# What you should do
Produce a faithful copy of the data, one that leaves out the pictures.

Stored data entries:
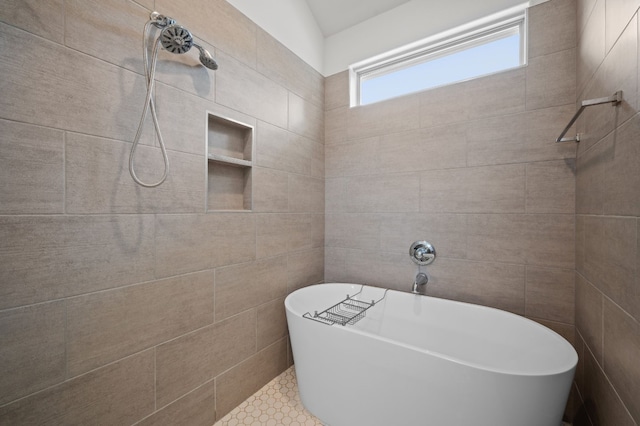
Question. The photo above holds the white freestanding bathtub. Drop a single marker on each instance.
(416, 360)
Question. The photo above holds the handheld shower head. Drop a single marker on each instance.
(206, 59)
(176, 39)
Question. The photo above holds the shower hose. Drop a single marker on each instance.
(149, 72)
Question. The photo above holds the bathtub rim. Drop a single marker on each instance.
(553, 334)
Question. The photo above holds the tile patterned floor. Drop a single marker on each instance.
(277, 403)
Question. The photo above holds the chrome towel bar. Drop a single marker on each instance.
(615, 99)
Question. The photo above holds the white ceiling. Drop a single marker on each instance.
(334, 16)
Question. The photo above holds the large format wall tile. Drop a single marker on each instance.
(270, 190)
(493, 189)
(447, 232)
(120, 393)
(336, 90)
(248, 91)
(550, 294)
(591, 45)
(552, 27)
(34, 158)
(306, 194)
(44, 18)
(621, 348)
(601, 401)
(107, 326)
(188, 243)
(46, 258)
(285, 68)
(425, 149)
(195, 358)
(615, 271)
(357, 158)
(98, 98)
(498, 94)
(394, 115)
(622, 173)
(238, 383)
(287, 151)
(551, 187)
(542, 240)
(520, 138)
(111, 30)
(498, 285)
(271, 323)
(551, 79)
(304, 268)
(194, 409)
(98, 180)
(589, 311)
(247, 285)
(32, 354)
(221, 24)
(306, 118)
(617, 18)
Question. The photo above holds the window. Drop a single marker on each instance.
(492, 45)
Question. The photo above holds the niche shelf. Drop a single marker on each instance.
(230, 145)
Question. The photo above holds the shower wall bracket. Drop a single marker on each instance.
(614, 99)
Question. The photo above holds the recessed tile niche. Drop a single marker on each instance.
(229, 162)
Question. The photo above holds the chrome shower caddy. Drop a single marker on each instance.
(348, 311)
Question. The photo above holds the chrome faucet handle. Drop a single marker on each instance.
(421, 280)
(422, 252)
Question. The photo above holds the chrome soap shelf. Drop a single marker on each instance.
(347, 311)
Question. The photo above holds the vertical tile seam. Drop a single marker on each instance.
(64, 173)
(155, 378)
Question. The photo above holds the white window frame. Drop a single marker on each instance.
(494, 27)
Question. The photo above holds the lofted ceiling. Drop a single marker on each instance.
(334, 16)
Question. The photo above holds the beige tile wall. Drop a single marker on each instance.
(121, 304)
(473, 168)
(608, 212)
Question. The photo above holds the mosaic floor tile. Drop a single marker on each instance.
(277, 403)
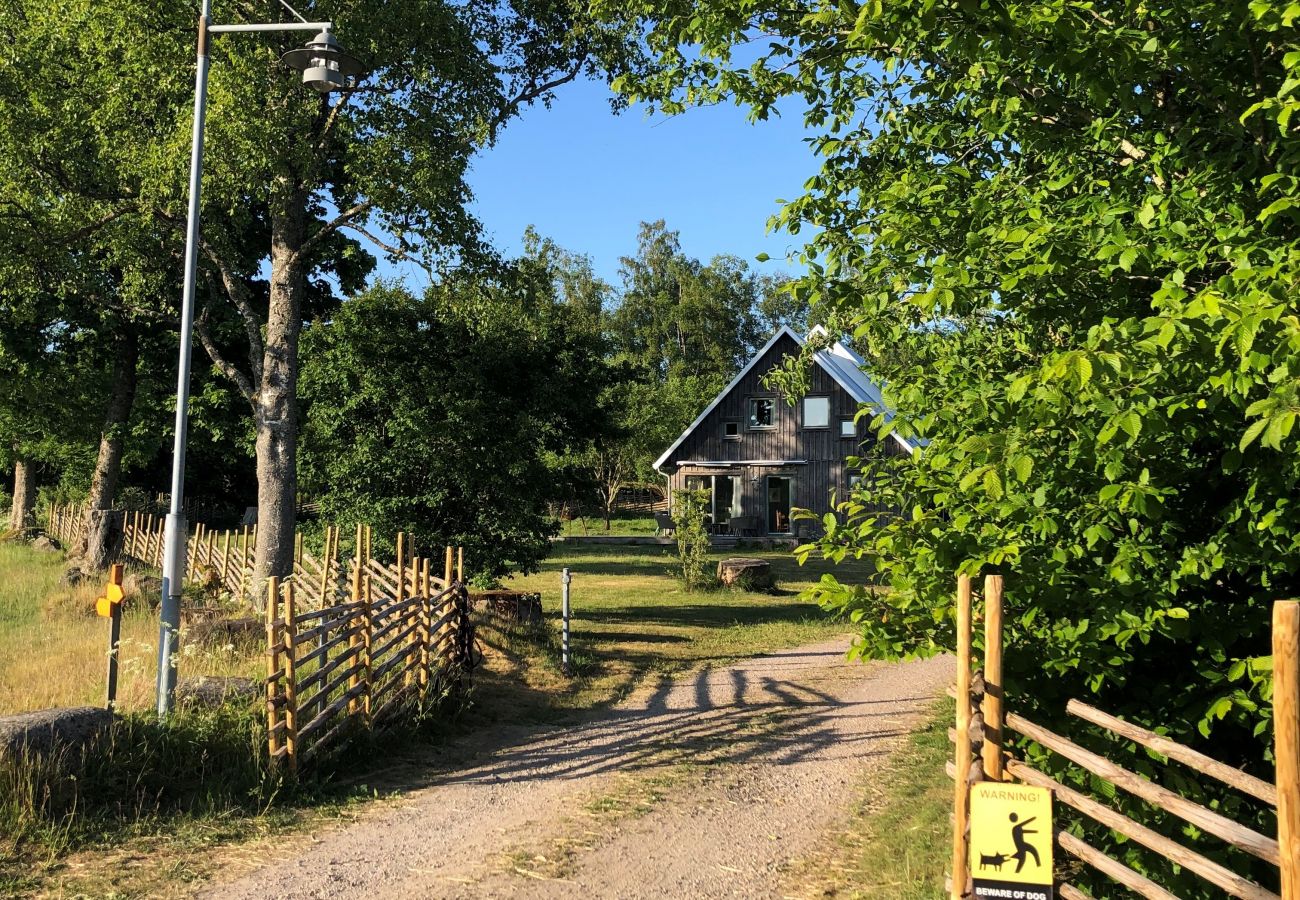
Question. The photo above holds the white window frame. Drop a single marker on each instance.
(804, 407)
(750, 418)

# Exercise answer
Question. The photo above holds the white freestanding bathtub. Drop a single marker on each instance.
(416, 360)
Question. The photo above holds the handheld shower head. Drop a single marker on each instance.
(206, 59)
(176, 39)
Question. The photo above holds the shower hose. Drop a single marker on each instance.
(149, 72)
Question. The photo above holds the bathtub rim. Drop a single marker on each instance.
(553, 334)
Question. The photo above holds the tile patterned floor. Drop a single marker on each instance.
(277, 403)
Question. The photo above holds the chrome towel bar. Drop a single marker on each instance.
(615, 99)
Question. The photo above holds the white ceiling. Drop a single marker on each instance.
(334, 16)
Question. The photo above holds the large format wall tile. Drop a single marker on each instance.
(270, 190)
(493, 189)
(447, 232)
(120, 393)
(336, 90)
(248, 91)
(550, 294)
(591, 45)
(552, 27)
(34, 158)
(306, 194)
(44, 18)
(621, 348)
(601, 401)
(107, 326)
(188, 243)
(46, 258)
(285, 68)
(425, 149)
(195, 358)
(615, 271)
(357, 158)
(98, 98)
(498, 94)
(394, 115)
(622, 173)
(238, 383)
(287, 151)
(551, 187)
(542, 240)
(520, 138)
(111, 30)
(498, 285)
(271, 323)
(551, 79)
(304, 268)
(194, 409)
(98, 180)
(589, 311)
(247, 285)
(32, 354)
(221, 24)
(306, 118)
(617, 18)
Question. The photo above holds the window. Drop a single marker on each instance.
(492, 45)
Question. The photo above holds the niche shelf. Drop a single marker on each instance.
(230, 145)
Question. The photo above holds the shower wall bracket. Drop a single marker on each instance.
(614, 99)
Question. The photo above holds the recessed tile niche. Drop a single marker on each instance.
(229, 162)
Question. The photo above holds the chrome shower caddy. Drop a single marker on each instance.
(348, 311)
Question. The photo above holds the chrome faucet handle. Drop a single marker on each instance.
(421, 280)
(422, 252)
Question. The photo above holds the chrome soap shelf. Drop a single marker on each instance.
(347, 311)
Question. The photo above holds the vertical tile seam. Drop a single marker on each instance.
(64, 173)
(155, 378)
Question. The photo above holds the white window frame. Drop a single marker on each instance.
(494, 27)
Question. The photo above holds the lofted ceiling. Drop a single marker on each instance.
(334, 16)
Question. The photo above holds the beige tile wall. Drop a single marker on each instance.
(121, 304)
(473, 168)
(608, 212)
Question. The photo above holds the mosaic floor tile. Drop a single marker on each instance.
(277, 403)
Question. The photo above holds the white window frame. Drop a single marker on each instance.
(804, 407)
(750, 418)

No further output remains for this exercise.